Stated task: Present the following entries again, word for word and in full.

Given data:
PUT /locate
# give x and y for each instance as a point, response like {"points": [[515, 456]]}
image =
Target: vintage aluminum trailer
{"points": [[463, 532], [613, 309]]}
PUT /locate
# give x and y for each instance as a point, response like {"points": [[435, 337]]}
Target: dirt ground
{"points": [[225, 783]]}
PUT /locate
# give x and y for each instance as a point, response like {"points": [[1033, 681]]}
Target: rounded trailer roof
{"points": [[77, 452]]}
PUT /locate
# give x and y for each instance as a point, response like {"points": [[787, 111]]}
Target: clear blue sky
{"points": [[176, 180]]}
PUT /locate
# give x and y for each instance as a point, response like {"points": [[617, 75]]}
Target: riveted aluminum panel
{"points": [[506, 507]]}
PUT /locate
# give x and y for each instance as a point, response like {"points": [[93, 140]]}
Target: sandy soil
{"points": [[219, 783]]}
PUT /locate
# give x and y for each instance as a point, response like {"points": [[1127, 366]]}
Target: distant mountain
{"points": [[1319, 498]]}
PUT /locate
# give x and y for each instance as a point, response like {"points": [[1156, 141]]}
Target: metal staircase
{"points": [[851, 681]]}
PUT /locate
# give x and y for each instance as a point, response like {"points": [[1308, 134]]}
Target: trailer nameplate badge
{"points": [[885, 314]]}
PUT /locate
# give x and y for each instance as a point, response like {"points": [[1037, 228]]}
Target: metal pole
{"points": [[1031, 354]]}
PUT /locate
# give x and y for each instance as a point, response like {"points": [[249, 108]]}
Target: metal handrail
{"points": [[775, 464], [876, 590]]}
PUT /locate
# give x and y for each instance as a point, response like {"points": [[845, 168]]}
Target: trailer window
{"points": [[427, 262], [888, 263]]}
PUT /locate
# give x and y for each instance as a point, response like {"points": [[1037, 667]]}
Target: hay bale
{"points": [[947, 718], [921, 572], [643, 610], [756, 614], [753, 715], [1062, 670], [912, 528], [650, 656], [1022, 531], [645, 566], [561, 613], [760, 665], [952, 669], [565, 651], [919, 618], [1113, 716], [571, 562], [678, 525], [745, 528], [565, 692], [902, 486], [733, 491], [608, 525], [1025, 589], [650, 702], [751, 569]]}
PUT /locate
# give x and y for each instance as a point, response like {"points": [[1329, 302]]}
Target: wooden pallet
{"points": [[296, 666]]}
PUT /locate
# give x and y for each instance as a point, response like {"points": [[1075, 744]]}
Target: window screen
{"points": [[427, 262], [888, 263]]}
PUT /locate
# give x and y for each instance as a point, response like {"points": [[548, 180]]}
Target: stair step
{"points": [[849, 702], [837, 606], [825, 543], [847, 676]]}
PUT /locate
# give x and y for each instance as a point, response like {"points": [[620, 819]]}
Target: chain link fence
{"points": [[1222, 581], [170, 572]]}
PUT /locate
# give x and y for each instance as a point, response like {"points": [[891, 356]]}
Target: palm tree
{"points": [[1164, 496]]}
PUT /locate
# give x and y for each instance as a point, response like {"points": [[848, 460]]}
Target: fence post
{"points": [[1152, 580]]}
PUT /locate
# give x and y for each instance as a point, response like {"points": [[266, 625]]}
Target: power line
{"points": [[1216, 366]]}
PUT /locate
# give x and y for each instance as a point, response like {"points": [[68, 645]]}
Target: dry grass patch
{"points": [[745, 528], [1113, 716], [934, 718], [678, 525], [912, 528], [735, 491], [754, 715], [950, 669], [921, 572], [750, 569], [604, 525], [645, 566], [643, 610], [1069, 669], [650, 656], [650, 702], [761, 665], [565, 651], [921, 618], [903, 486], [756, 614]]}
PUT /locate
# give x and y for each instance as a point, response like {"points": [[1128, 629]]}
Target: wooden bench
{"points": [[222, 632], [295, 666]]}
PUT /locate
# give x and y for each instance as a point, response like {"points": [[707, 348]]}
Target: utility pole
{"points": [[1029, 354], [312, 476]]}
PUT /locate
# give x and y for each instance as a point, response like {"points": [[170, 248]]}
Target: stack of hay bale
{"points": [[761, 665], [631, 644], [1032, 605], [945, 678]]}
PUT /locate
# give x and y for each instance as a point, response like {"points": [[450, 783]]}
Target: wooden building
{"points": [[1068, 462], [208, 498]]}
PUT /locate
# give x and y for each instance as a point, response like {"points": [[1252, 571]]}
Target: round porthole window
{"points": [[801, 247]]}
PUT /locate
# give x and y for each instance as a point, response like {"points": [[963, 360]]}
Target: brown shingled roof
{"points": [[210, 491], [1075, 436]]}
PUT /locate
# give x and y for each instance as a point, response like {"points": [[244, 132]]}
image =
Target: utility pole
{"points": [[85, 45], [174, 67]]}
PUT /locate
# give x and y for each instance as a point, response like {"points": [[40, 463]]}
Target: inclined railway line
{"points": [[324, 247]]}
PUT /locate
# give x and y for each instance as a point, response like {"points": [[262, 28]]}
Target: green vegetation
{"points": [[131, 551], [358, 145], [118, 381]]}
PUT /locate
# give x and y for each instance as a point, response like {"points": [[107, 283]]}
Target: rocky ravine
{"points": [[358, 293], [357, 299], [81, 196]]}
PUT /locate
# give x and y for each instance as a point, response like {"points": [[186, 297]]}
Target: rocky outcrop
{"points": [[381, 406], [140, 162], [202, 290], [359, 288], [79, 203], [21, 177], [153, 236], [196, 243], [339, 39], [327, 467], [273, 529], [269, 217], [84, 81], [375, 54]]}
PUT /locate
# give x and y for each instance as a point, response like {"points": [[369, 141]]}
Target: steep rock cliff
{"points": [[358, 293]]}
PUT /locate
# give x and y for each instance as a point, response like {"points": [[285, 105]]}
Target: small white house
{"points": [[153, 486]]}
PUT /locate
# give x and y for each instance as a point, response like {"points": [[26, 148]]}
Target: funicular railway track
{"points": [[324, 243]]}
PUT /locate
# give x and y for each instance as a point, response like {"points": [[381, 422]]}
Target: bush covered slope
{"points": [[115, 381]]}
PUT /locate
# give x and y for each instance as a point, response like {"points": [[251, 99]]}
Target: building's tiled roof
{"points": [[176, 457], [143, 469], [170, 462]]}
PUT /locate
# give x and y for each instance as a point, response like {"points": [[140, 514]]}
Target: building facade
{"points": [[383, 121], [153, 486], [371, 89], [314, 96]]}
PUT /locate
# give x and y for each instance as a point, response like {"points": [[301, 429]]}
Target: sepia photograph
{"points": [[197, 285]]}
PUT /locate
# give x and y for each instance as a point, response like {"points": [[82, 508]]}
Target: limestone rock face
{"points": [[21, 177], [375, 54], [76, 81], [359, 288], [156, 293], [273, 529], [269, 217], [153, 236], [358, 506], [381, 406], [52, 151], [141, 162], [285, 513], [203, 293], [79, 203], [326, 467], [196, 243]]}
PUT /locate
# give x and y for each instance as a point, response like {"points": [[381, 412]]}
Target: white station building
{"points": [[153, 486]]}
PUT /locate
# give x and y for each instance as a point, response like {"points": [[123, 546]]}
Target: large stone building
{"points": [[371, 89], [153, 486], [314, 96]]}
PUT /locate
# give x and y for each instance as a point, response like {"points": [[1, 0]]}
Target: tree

Exercise response:
PUT /locate
# give x and y for each instance as a point, response like {"points": [[515, 456]]}
image =
Target: vintage aluminum trailer
{"points": [[463, 532], [613, 309]]}
PUT /locate
# give x and y for each instance as a point, response like {"points": [[435, 337]]}
Target: dirt ground
{"points": [[225, 783]]}
PUT /locate
# give x and y for each instance as a point, response like {"points": [[1033, 681]]}
Target: rounded trailer roof
{"points": [[77, 452]]}
PUT /locate
# give x and y for each instance as a point, response like {"points": [[787, 111]]}
Target: clear blue sky
{"points": [[176, 180]]}
PUT /locate
# give x and y for each instance as a point, response like {"points": [[617, 75]]}
Target: riveted aluminum panel
{"points": [[506, 507]]}
PUT /locate
# give x and y for each instance as a point, response like {"points": [[93, 140]]}
Target: sandy soil
{"points": [[219, 783]]}
PUT /locate
# give x and y for each instance as a point, response like {"points": [[1127, 366]]}
Target: distant mountain
{"points": [[1319, 498]]}
PUT /locate
# give x and y for each instance as a point, response like {"points": [[1156, 141]]}
Target: metal staircase
{"points": [[851, 681]]}
PUT /locate
# give x and y for each instance as a point, response like {"points": [[1308, 134]]}
Target: trailer nameplate badge
{"points": [[885, 314]]}
PUT /locate
# give x and y for each instance as a point, response like {"points": [[1037, 228]]}
Target: metal pole
{"points": [[1031, 354]]}
PUT /locate
# give x and y for each instance as a point, response like {"points": [[249, 108]]}
Target: metal handrail
{"points": [[775, 464], [876, 590]]}
PUT /locate
# give x and y for each instance as a point, response like {"points": [[845, 168]]}
Target: trailer window
{"points": [[427, 262], [888, 263]]}
PUT /locate
# give x and y for each instance as a point, response like {"points": [[1037, 667]]}
Target: hay bale
{"points": [[947, 718], [921, 572], [643, 610], [756, 614], [753, 715], [1062, 670], [912, 528], [650, 656], [1022, 531], [645, 566], [561, 613], [760, 665], [952, 669], [565, 651], [919, 618], [1113, 716], [571, 562], [678, 525], [745, 528], [565, 692], [902, 486], [733, 491], [608, 525], [1025, 589], [650, 702], [751, 569]]}
PUT /locate
# give x and y for each instance as a point, response like {"points": [[1329, 302]]}
Target: wooden pallet
{"points": [[296, 666]]}
PUT /locate
# give x and y for each instance as a point, response like {"points": [[1075, 744]]}
Target: window screen
{"points": [[427, 262], [888, 263]]}
PUT /locate
# give x and y for each instance as a point, response like {"points": [[548, 180]]}
Target: stair step
{"points": [[849, 702], [837, 606], [825, 543], [847, 676]]}
PUT /locate
# give x and y for each instance as a point, response like {"points": [[620, 819]]}
Target: chain link fence
{"points": [[1222, 581], [170, 572]]}
PUT /locate
# give x and y for each instance as a point, response like {"points": [[891, 356]]}
Target: palm tree
{"points": [[1164, 496]]}
PUT /locate
# give x and y for each instance as a point, response like {"points": [[848, 460]]}
Target: fence post
{"points": [[1152, 580]]}
PUT /locate
# give x and y for each instance as a point, response like {"points": [[266, 625]]}
Target: power line
{"points": [[1216, 366]]}
PUT /locate
# give x and y for each instance as a point, response like {"points": [[68, 645]]}
Target: dry grass patch
{"points": [[745, 528], [1113, 716], [934, 718], [678, 525], [912, 528], [735, 491], [754, 715], [950, 669], [921, 572], [750, 569], [604, 525], [645, 566], [643, 610], [1069, 669], [650, 656], [650, 702], [761, 665], [565, 651], [921, 618], [903, 486], [756, 614]]}
PUT /locate
# give x and y for each instance as a point, response like {"points": [[1128, 629]]}
Target: wooden bench
{"points": [[222, 632], [295, 666]]}
PUT /locate
# give x and y for each instance as a point, response like {"points": [[707, 348]]}
Target: utility pole
{"points": [[1029, 354], [312, 476]]}
PUT /locate
# give x and y for each instance as a point, response like {"points": [[170, 248]]}
Target: stack of hay bale
{"points": [[761, 665], [631, 644], [1032, 605], [945, 678]]}
PUT /locate
# give x and y for each instance as a point, response like {"points": [[450, 783]]}
Target: wooden building
{"points": [[1068, 462], [208, 498]]}
PUT /locate
# give x and y for each instance as a point, response like {"points": [[1252, 571]]}
Target: round porthole window
{"points": [[801, 247]]}
PUT /locate
# give x and y for each instance as a point, response like {"points": [[963, 360]]}
Target: brown shingled roof
{"points": [[210, 491], [1075, 436]]}
PUT /locate
# give x and y for each instance as a point, response like {"points": [[244, 132]]}
image =
Target: utility pole
{"points": [[85, 45], [174, 67]]}
PUT /locate
# give x and y for each instance as a point, response like {"points": [[40, 463]]}
Target: inclined railway line
{"points": [[324, 247]]}
PUT /locate
# give x and y for each instance as a point, response like {"points": [[262, 28]]}
Target: green vegetation
{"points": [[131, 551], [358, 145], [118, 381]]}
PUT /locate
# give x and y for each instance as a point, response like {"points": [[107, 283]]}
Target: rocky ravine
{"points": [[358, 293], [357, 299], [81, 196]]}
PUT /locate
# give x and y for each instance as a point, response like {"points": [[186, 297]]}
Target: rocky outcrop
{"points": [[381, 406], [140, 162], [202, 290], [359, 288], [79, 203], [21, 177], [153, 236], [196, 243], [339, 39], [327, 467], [273, 529], [269, 217], [84, 81], [375, 54]]}
PUT /locate
# give x and y for each instance as a point, response like {"points": [[369, 141]]}
Target: steep rock cliff
{"points": [[358, 293]]}
PUT /locate
# give x and y for each instance as a point, response like {"points": [[285, 105]]}
Target: small white house
{"points": [[153, 486]]}
PUT /locate
# give x and y for each instance as a point, response like {"points": [[26, 148]]}
Target: funicular railway track
{"points": [[324, 243]]}
PUT /locate
# give x and y for each instance as a point, response like {"points": [[381, 422]]}
Target: bush covered slope
{"points": [[115, 381]]}
PUT /locate
# give x and y for each instance as a point, response like {"points": [[251, 99]]}
Target: building's tiled roof
{"points": [[176, 457], [143, 469], [170, 462]]}
PUT /locate
# give x and y for each instance as a point, response like {"points": [[140, 514]]}
Target: building facade
{"points": [[383, 121], [153, 486], [371, 89], [314, 96]]}
PUT /locate
# give x and y for each instance as a point, response like {"points": [[301, 429]]}
Target: sepia photograph
{"points": [[197, 285]]}
PUT /locate
# give x and y for each instance as a point, response like {"points": [[82, 508]]}
Target: limestone rock face
{"points": [[21, 177], [375, 54], [76, 81], [359, 288], [156, 293], [273, 529], [269, 217], [153, 236], [358, 506], [381, 406], [52, 151], [141, 162], [285, 513], [203, 293], [79, 203], [326, 467], [196, 243]]}
PUT /locate
# give x and y for each instance as a point, response like {"points": [[381, 412]]}
Target: white station building
{"points": [[153, 486]]}
PUT /locate
# give x and y for each instance as a point, response like {"points": [[123, 546]]}
Target: large stone building
{"points": [[371, 89], [153, 486], [314, 96]]}
PUT /locate
# give x and y for each instance as a point, response like {"points": [[1, 0]]}
Target: tree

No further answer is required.